What is being asked:
Express every one of the records below as a row in a two-column CSV with the header instruction,output. Put each record's text and its answer in their own quoted fields with line breaks changed to spaces, and leave the pictures out.

>> Start Raw records

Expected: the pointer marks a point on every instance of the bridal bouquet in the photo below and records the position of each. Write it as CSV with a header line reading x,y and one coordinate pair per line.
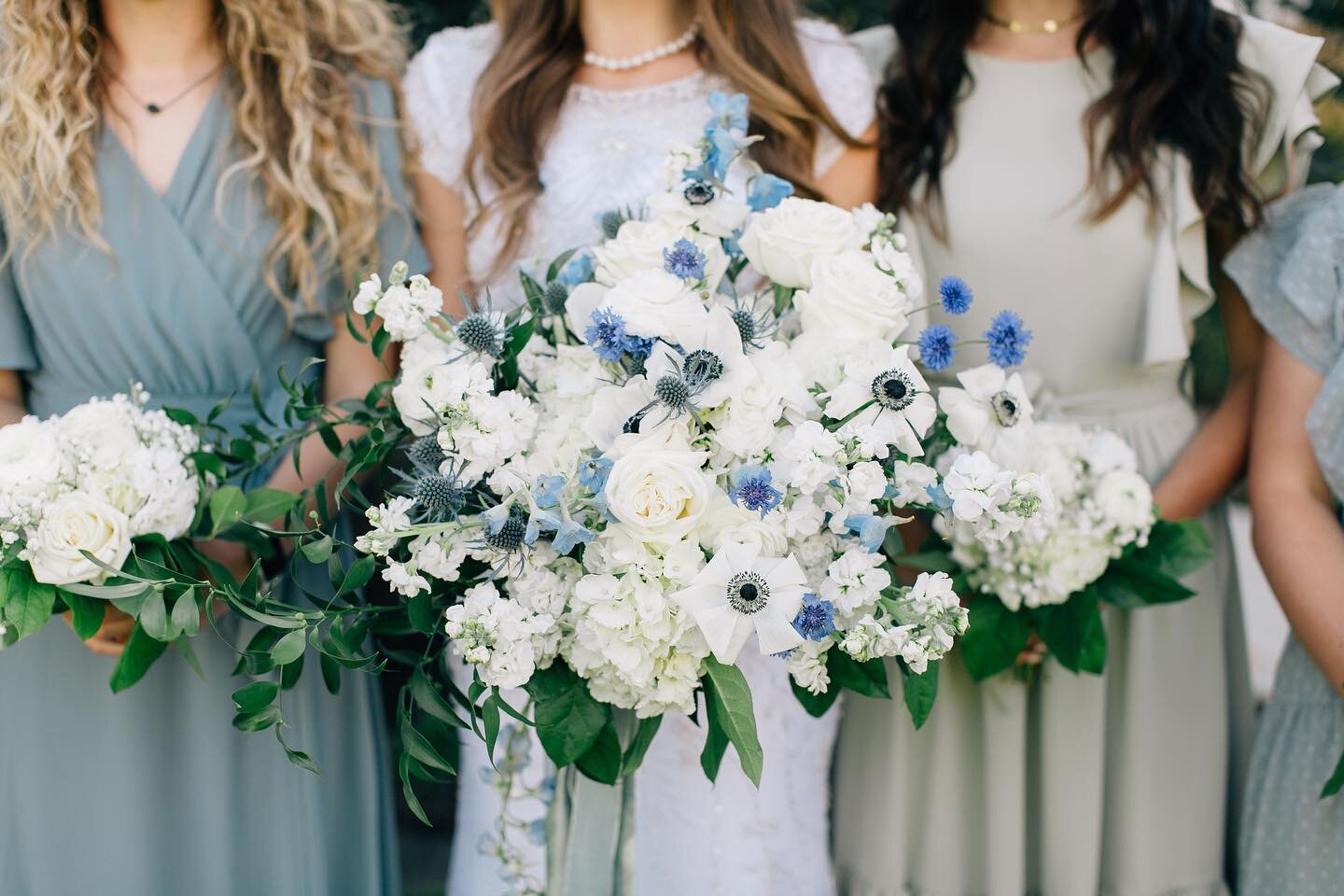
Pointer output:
x,y
1092,538
95,507
693,442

>> End Raw records

Solution to this task:
instruction,output
"Expected: the pointer marks a point on every instance of the bridal bouquet in the photo below and records the position of each. Write it as CSV with a header line reading x,y and one coordinate pair per line. Pointer output:","x,y 1092,538 95,507 693,442"